DATA EXTRACTS:
·····
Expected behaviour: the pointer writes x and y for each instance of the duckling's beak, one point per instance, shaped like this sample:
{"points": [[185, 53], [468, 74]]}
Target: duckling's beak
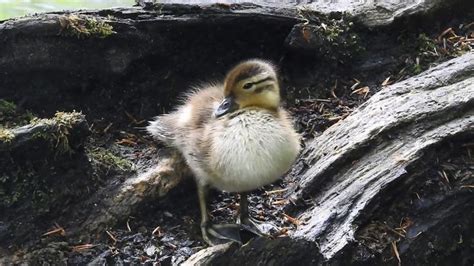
{"points": [[228, 105]]}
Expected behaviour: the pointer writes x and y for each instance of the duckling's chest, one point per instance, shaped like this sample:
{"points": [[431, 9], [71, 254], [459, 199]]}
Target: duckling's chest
{"points": [[251, 150]]}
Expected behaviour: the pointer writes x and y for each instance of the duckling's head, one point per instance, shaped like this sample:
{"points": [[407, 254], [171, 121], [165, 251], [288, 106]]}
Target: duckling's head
{"points": [[252, 83]]}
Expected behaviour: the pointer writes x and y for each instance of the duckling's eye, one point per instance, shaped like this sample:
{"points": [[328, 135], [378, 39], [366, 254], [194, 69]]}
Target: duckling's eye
{"points": [[247, 86]]}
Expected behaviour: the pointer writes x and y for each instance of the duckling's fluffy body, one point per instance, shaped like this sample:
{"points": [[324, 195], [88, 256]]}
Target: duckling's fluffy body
{"points": [[238, 152]]}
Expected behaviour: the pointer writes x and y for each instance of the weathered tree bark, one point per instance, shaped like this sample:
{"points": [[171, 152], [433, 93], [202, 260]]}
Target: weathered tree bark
{"points": [[354, 162]]}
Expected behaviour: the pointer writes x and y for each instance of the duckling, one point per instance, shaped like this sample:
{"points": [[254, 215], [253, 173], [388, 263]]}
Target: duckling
{"points": [[234, 136]]}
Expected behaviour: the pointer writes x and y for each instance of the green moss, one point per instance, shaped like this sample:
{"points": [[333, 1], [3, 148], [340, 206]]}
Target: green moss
{"points": [[6, 108], [62, 122], [84, 27], [104, 159]]}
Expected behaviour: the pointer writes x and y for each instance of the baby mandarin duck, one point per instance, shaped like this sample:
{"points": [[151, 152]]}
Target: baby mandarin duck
{"points": [[234, 136]]}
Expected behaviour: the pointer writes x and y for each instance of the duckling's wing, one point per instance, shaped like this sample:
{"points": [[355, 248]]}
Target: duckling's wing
{"points": [[183, 128]]}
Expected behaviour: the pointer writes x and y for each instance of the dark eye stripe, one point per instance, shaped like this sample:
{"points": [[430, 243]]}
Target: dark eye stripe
{"points": [[263, 80]]}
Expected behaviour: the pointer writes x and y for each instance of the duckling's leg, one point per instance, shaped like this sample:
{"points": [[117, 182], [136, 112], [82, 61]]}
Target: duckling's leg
{"points": [[215, 234]]}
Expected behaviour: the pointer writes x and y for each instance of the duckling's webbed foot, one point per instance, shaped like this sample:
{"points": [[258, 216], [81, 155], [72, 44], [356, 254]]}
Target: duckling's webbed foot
{"points": [[215, 234]]}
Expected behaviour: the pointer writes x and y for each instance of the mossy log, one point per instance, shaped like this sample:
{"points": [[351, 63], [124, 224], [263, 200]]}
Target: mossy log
{"points": [[356, 170]]}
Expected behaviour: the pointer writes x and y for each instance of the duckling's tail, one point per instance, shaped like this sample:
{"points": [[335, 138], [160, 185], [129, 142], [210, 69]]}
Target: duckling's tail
{"points": [[160, 130]]}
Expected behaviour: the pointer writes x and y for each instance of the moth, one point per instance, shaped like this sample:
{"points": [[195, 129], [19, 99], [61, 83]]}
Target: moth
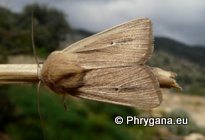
·····
EXERCISE BRIEF:
Apart from the images, print all the material above exactly as given.

ANSWER TO THIS EXERCISE:
Expected behaviour: the pointer writes x and y for each instance of the duckling's beak, one point per instance, shaped like this sample:
{"points": [[185, 53], [468, 74]]}
Target: duckling's beak
{"points": [[228, 105]]}
Expected behaviour: the pointer writes x and y for each instance of the duckling's chest, one point per instance, shaped like this sample:
{"points": [[431, 9], [71, 254], [459, 199]]}
Target: duckling's chest
{"points": [[251, 150]]}
Expected behaviour: the pointer writes x and y for each instance of the duckling's head, one point per instance, shaped like this sample:
{"points": [[407, 254], [171, 121], [165, 251], [288, 106]]}
Target: duckling's head
{"points": [[252, 83]]}
Expected behaviour: the pointer writes x and y for each instance of the duckling's eye, one point per instance, shaped like this sample:
{"points": [[328, 135], [378, 39], [366, 254], [194, 69]]}
Target: duckling's eye
{"points": [[247, 86]]}
Expected behaviour: the pointer writes x and y for each instance of the duckling's fluffy body, one point per instance, shaped like this sample:
{"points": [[324, 195], [88, 256]]}
Target: duckling's fluffy body
{"points": [[238, 152]]}
Expected behaviour: the pointer writes x and y for each instance of the weathered tree bark, one point per instance, shaped like this sample:
{"points": [[171, 152], [433, 93], [202, 260]]}
Target: weathered tree bark
{"points": [[354, 162]]}
Expected behaviour: the pointer writes x and y for each instance of the duckling, one point per instance, shaped like this sample:
{"points": [[254, 215], [253, 173], [388, 263]]}
Target: duckling
{"points": [[234, 136]]}
Expected behaviour: the pointer writes x and y for each instance of the green moss, one point per instance, shaped like this sample:
{"points": [[333, 1], [3, 148], [340, 206]]}
Target: green moss
{"points": [[6, 108], [62, 122], [84, 27], [104, 159]]}
Expected behaviour: the pointer writes x and y for each instance of the baby mandarin duck, one point per instance, shaped like this sample:
{"points": [[151, 152]]}
Target: baby mandarin duck
{"points": [[234, 136]]}
Expected behaviour: the pointer writes x and y for each instance of the duckling's wing, one point per instance, shaped like this sample:
{"points": [[355, 248]]}
Target: duckling's wing
{"points": [[183, 128]]}
Expected behaviour: the pointer writes x and y for each instance of the dark eye stripe, one point per instance, shaped like this sample:
{"points": [[430, 243]]}
Target: dark eye stripe
{"points": [[263, 80]]}
Expected behaviour: the pointer writes x and y for each instance of the duckling's leg, one point per instance, shaped like this sample:
{"points": [[117, 182], [136, 112], [82, 61]]}
Target: duckling's leg
{"points": [[215, 234]]}
Expected behaviour: the pointer writes x and y for each instance of the duckling's webbed foot, one point per instance, shaped like this sample:
{"points": [[258, 216], [81, 155], [72, 44], [356, 254]]}
Target: duckling's webbed foot
{"points": [[215, 234]]}
Expected behaviour: the pointer writes x and y for each instance of the mossy log, one point per instance, shaped like this sample:
{"points": [[351, 63], [124, 224], [263, 200]]}
Target: mossy log
{"points": [[356, 170]]}
Expected behaviour: the pointer writes x and y for each instance of the duckling's tail, one point per instance, shaped like this sample:
{"points": [[335, 138], [160, 185], [129, 142], [210, 69]]}
Target: duckling's tail
{"points": [[160, 130]]}
Expected behaviour: the pointer writes x and y for each instance of the moth, one point per instance, shaped like this sample:
{"points": [[195, 129], [19, 99], [61, 83]]}
Target: moth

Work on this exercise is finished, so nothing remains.